> **WRITTEN TASK 1**:
Answer these questions using the regulatory excerpt:
(a) Through which administration has the DOT established its integrity management rules?
(b) Which standard and regulations require the company to organize and/or disclose information about hazardous materials?
(c) Which claims beyond land value have courts allowed in some jurisdictions?
> **WRITTEN TASK 2**:
Translate this sentence from the regulatory excerpt into Spanish: "We have been named as a defendant in a number of such lawsuits."
> **WRITTEN TASK 3**:
Carry the regulatory excerpt on past its final sentence.

> **EXCERPT PROVIDED**:
Pipeline Safety.  Some of our pipelines are subject to regulation by the U.S. Department of Transportation (“DOT”) under the Pipeline Safety Improvement Act of 2002, which was reauthorized and amended by the Pipeline Inspection, Protection, Enforcement and Safety Act of 2006, and further amended by the Pipeline Safety, Regulation Certainty, and Job Creation Act of 2011 (“2011 Pipeline Safety Act amendments”). The DOT, through the Pipeline and Hazardous Materials Safety Administration (“PHMSA”), has established a series of rules that require pipeline operators to develop and implement integrity management programs for gas, NGLs, oil and condensate transmission pipelines that, in the event of a failure, could affect “high consequence areas.” “High consequence areas” are currently defined to include areas with specified population densities, buildings containing populations with limited mobility, areas where people may gather along the route of a pipeline (such as athletic fields or campgrounds), environmentally sensitive areas, and commercially navigable waterways. Under the DOT’s regulations, integrity management programs are required to include baseline assessments to identify potential threats to each pipeline segment, implementation of mitigation measures to reduce the risk of pipeline failure, periodic reassessments, reporting and recordkeeping.  These regulatory requirements may be expanded in the future upon completion of studies required by the 2011 Pipeline Safety Act amendments.

 

OSHA and Other Laws and Regulations.  We are subject to the requirements of the federal Occupational Safety and Health Act (“OSHA”) and comparable state statutes. These laws and the implementing regulations strictly govern the protection of the health and safety of employees. The OSHA hazard communication standard, the EPA community right-to-know regulations under Title III of CERCLA and similar state statutes require that we organize and/or disclose information about hazardous materials used or produced in our operations. We believe that we are in substantial compliance with these applicable requirements and with other OSHA and comparable requirements.

 

Claims are sometimes made or threatened against companies engaged in oil and gas exploration, production and related activities by owners of surface estates, adjoining properties or others alleging damages resulting from environmental contamination and other incidents of operations. We have been named as a defendant in a number of such lawsuits. While some jurisdictions in which we operate limit damages in such cases to the value of land that has been impaired, in other jurisdictions in which we operate, courts have allowed damage claims in excess of land value, including claims for the cost of remediation of contaminated properties. However, we do not believe that resolution of these claims will have a material adverse impact on our financial condition and operations.

> **STORED DATA**:
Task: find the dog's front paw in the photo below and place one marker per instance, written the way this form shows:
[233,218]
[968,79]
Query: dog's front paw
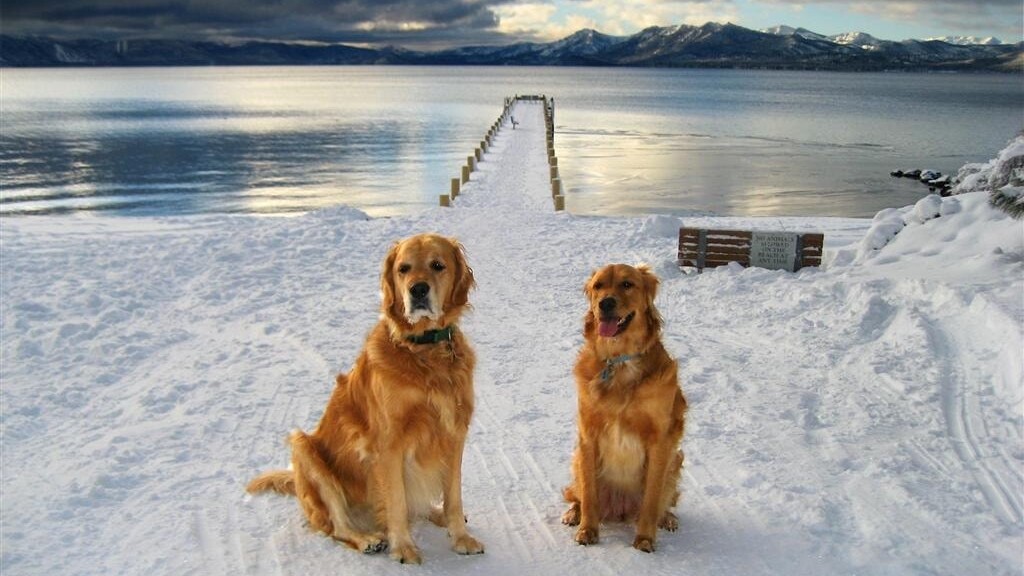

> **FINAL ANSWER 1**:
(a) The Pipeline and Hazardous Materials Safety Administration (PHMSA).
(b) The OSHA hazard communication standard, the EPA community right-to-know regulations under Title III of CERCLA, and similar state statutes.
(c) Claims for the cost of remediation of contaminated properties.

> **FINAL ANSWER 2**:
Se nos ha nombrado como demandados en varias demandas de este tipo.

> **FINAL ANSWER 3**:
 

Title to Properties

 

As is customary in the oil and gas industry, we perform a minimal title investigation before acquiring undeveloped properties.  A title opinion is obtained prior to the commencement of drilling operations on such properties.  We have obtained title opinions on substantially all of our producing properties and believe that we have satisfactory title to such properties in accordance with standards generally accepted in the oil and gas industry.  These title investigations and title opinions, while consistent with industry standards, may not reveal existing or potential title defects, encumbrances or adverse claims as we are subject from time to time to claims or disputes regarding title to properties.  Our properties are subject to customary royalty interests, liens incident to operating agreements, liens for current taxes and other burdens that we believe do not materially interfere with the use of or affect the value of such properties. Substantially all of our oil and gas properties are currently mortgaged to secure borrowings under our revolving credit facility and may be mortgaged under any future credit facilities entered into by us.

 

Operational Hazards and Insurance

 

Our operations are subject to the usual hazards incident to the drilling and production of oil and gas, such as blowouts, cratering, explosions, uncontrollable flows of oil, gas or well fluids, fires, pollution and other environmental risks.  These hazards can cause personal injury and loss of life, severe damage to and destruction of property and equipment, pollution or environmental damage and suspension of operation.  In addition, the presence of unanticipated pressures or irregularities in formations, miscalculations, or accidents may cause our drilling activities to be unsuccessful and result in a total loss of our investment.

 

We maintain insurance of various types to cover our operations with policy limits and retention liability customary in the industry.  We believe the coverage and types of insurance are adequate.  The occurrence of a significant adverse event, the risks of which are not fully covered by insurance, could have a material adverse effect on our financial condition and results of operations.  We cannot give any assurances that we will be able to maintain adequate insurance in the future at rates we consider reasonable.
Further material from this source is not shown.